▸ Исходный текст
Все это, конечно, отражается также и в мимике, да и во всем облике пианиста. И перед нами явно – не поза, не искусственно создаваемый имидж. Кашпурин действительно живет в музыке, а она живет в нем. В его игре решительно нет ничего нарочитого, напоказ, и даже когда он выжимает из рояля предельные звучности, это выходит очень органично. Но рояль под его пальцами способен издавать и нежнейшие звуки.
Сыгранные Кашпуриным «12 трансцендентных этюдов» Листа и Первая соната Рахманинова – произведения, о которых, по его собственному признанию, он мечтал давно и которые впервые исполнил за день до Москвы в Малом зале Петербургской филармонии – гармонично срифмовались в одной программе, ведь в рахманиновской сонате весьма ощутимо листовское начало.

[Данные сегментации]
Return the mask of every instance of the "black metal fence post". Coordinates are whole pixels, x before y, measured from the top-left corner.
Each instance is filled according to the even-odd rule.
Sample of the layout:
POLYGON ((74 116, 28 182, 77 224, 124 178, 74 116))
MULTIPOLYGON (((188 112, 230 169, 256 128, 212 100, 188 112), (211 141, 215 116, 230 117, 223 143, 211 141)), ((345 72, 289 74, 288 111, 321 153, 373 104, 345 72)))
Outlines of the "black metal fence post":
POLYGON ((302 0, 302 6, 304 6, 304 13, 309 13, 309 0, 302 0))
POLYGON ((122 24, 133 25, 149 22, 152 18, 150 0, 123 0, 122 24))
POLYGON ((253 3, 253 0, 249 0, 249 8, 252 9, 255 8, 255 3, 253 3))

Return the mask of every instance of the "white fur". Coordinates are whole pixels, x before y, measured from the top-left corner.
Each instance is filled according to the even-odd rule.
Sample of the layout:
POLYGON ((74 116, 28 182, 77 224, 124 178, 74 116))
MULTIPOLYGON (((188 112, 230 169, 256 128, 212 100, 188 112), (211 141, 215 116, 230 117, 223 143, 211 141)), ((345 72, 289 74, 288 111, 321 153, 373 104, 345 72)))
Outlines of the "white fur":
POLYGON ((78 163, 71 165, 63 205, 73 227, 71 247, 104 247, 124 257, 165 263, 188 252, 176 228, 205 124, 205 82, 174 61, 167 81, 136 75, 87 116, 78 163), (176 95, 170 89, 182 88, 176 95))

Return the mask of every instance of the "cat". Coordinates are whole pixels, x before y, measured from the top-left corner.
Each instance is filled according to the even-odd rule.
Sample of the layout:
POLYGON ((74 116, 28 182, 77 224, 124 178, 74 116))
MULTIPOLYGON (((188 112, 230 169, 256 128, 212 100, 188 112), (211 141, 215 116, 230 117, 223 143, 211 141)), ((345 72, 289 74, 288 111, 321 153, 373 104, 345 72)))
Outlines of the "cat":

▸ Письменное задание
Продолжите текст о концерте пианиста Кашпурина, начиная сразу после его последнего предложения.

▸ Ответ на задание
Музыка Листа по сей день имеет неоднозначную репутацию, но когда она находит «своего» исполнителя, ее гениальность не вызывает сомнений. Так произошло и с «12 трансцендентными этюдами». Кашпурин, похоже, меньше всего думал об экстраординарной сложности сочинения: фейерверк умопомрачительно-виртуозных пассажей, журчащих ручьями и ниспадающих лавинами, изливался абсолютно свободно и естественно, не приобретая самодовлеющего характера, но оставаясь неотъемлемой частью художественного целого. В музыке, какой она выходила из-под пальцев пианиста, слышались извержение вулкана, экстаз – чувственный и духовный, «шепот, робкое дыханье, трели соловья», нежная грусть, дорогие сердцу воспоминания, страшные видения и размышления о вечном. Трансцендентности тоже хватало. Для Кашпурина рояль больше чем рояль, а музыка – не просто музыка, но путь в неведомое.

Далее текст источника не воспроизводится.